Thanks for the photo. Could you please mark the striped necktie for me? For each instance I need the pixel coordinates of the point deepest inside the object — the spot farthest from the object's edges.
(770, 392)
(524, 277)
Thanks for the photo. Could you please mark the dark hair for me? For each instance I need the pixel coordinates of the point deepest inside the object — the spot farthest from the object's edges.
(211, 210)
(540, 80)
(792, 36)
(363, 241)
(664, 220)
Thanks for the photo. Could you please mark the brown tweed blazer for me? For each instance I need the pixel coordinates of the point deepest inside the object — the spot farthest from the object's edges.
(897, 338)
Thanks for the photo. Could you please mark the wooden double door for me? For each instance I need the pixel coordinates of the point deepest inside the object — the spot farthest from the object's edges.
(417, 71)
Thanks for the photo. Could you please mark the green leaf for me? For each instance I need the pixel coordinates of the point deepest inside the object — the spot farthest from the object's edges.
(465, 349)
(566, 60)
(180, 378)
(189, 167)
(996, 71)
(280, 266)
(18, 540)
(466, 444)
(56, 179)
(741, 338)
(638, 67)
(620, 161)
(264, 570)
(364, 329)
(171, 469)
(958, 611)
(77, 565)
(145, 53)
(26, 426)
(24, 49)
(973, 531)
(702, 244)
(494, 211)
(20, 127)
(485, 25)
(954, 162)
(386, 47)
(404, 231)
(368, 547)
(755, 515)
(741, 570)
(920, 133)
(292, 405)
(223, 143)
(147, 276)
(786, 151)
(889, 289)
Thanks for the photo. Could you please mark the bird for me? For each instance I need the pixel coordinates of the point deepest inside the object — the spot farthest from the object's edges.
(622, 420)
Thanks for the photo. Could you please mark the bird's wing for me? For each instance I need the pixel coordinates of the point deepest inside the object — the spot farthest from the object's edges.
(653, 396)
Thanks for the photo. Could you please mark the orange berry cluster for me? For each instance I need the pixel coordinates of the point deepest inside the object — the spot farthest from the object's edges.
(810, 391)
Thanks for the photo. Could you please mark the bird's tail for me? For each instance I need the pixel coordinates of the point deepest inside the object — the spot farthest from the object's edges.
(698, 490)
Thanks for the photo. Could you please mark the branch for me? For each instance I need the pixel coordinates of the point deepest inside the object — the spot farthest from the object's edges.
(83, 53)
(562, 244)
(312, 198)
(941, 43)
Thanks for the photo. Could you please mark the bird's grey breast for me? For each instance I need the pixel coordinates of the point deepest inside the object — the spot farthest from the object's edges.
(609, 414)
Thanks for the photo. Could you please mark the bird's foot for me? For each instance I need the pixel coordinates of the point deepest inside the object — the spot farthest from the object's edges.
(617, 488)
◇ ◇ ◇ ◇ ◇
_WHAT TO DO_: Copy out all of the entries above word for word, with nothing changed.

_ANSWER TO THIS PROBLEM_:
Thanks for the photo. Could you please mark the striped necktie for me? For each instance I need the pixel coordinates of the point deepest inside the object — the spot farthest from the object's edges.
(770, 392)
(524, 277)
Thanks for the photo. Could you please mark the dark hair for me? For each instance I need the pixel coordinates of the point deepest inside the object — the spot farthest from the object's edges.
(211, 210)
(540, 80)
(792, 36)
(363, 241)
(664, 220)
Thanks for the photo. Could you please mark the brown tweed blazer for me? For each instance I need the pixel coordinates of the point deepest inside the object — the spot farthest from the object's edges.
(897, 338)
Thanks for the photo. Could you please mark the wooden double door for me? For each instance I need the pixel coordinates of the point deepest inside the object — the spot farthest from the object's edges.
(417, 71)
Thanks for the photo. Could you please mark the green leaf for me? For each instance I need the pixel coordinates of the point deepest inside the object — the spot farthest from the object's edges.
(465, 349)
(566, 60)
(180, 378)
(189, 167)
(996, 71)
(280, 266)
(18, 540)
(466, 444)
(56, 179)
(741, 338)
(638, 67)
(620, 161)
(264, 570)
(364, 329)
(171, 469)
(958, 611)
(77, 565)
(145, 53)
(26, 426)
(24, 49)
(973, 531)
(702, 244)
(494, 211)
(20, 127)
(485, 25)
(954, 162)
(386, 47)
(404, 231)
(368, 547)
(755, 515)
(741, 570)
(920, 133)
(292, 405)
(223, 143)
(147, 276)
(786, 151)
(889, 289)
Thanks for the photo. Could you please mark the bird for me? For each instance I need the pixel coordinates of the point deepest inside the object — the spot farthest from the object's edges.
(622, 420)
Thanks for the photo. Could you please mark the bird's wing for me? For each instance I need the pixel coordinates of the point deepest inside the object — the spot farthest from the object's edges.
(653, 396)
Thanks for the photo. Could you please mark the orange berry cluster for me? For each instance I need the pixel coordinates of the point deepest inside the object — the spot farthest from the object's edges.
(810, 391)
Thanks for the photo. Could you please mark the bird's tail for me? For each instance I need the pixel coordinates of the point deepest inside the object — the spot farthest from the object's edges.
(698, 490)
Thanks for the photo. Could you please mark the branch for me? For each instance I need the pixel coordinates of the point deepest inside the object — the spot farthest from the object's edges.
(83, 53)
(562, 244)
(312, 198)
(941, 43)
Thanks for the photo. Could you please mark the bird's grey breast for me? For each instance I need the pixel coordinates of the point deepest inside the object — the spot farthest from the object's edges.
(609, 414)
Thanks for the photo. Could you please mark the bird's foot for me? For each instance I need the pixel coordinates of the point deepest inside the object — the spot farthest from the object's edges.
(617, 488)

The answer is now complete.